* Task set
• A. In the Remington 700 forum thread, what happened with the 788 that belonged to one poster's wife?
• B. Continue the Remington 700 forum thread from the point after its final post.

* Source extract
I have a question for those who have 700's. One of mine an older one you have to take the gun off safe to unload or open the chamber.

Do you guys have any like that ? The new ones are not like that...or is it just mine ?


----------



## glenway

Remington cleared in trigger lawsuit.

http://www.peninsuladailynews.com/a...loses-federal-case-against-rifle-manufacturer


----------



## yamartin

OK, I agree that the first rule of firearm safety is to make suree that the muzzle is pointed in a safe direction, and not everyone is a safe gun handler. BUT, I have had this problem with my 700, and I have been handling firearms for 50 years. In addition, my wife's 788 ( which we no longer have) once fired upon closing the bolt. In my opinion, safe handling is a must, but the bottom line is that Remington knew about this for years and didn't do anything about it because of costs. I personally will not own any centerfire rifle without a safety that blocks the firing pin. As far as this being a "liberal media" issue, it seems like the folks at Remington have given them the ammunition that they need. And charging people for the fix is unnaceptable. Remington needs to step up to the plate, fix the old guns, and redesign the 700.


----------



## Mattuk

Welcome to PT yamartin.


----------



## youngdon

Welll said yamartin, I agree wholeheartedly and will NOT buy a remington product until they do. They pulled the same crap with the 597 (the rimfire semi auto they made that wouldn't handle the 17HMR) They offered $200 to the owners of a useless POS that many of them paid considerably more for. After a bit of pressure and a lawsuit or two they stepped up. Hopefully the owners got a fair exchange.

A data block
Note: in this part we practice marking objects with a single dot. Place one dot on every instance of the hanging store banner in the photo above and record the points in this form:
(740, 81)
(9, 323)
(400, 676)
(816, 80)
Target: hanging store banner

* Outputs
• A. It once fired upon closing the bolt.

• B.
----------



## youngdon

And welcome to the forum.... sorry you got me going on the remington issue...


----------



## foxer

i've heard of this problem. i have a newer 700 and never had this type problem with it, not to say it doesn't exist. there is actually a rebuttal video on this topic by Remington.


----------



## Chicken_Grease

I've owned several Remington 700 rifles and if I messed with them, I could get any of them to go off when closing the bolt or even wiggling the bolt. But, I had to mess with them to get there. I'm not a fan of any enclosed trigger system, but a can of compressed air and a blow through the trigger group from time to time gets some of the crud out that can build up inside. Don't screw with a trigger unless you really know what you're doing.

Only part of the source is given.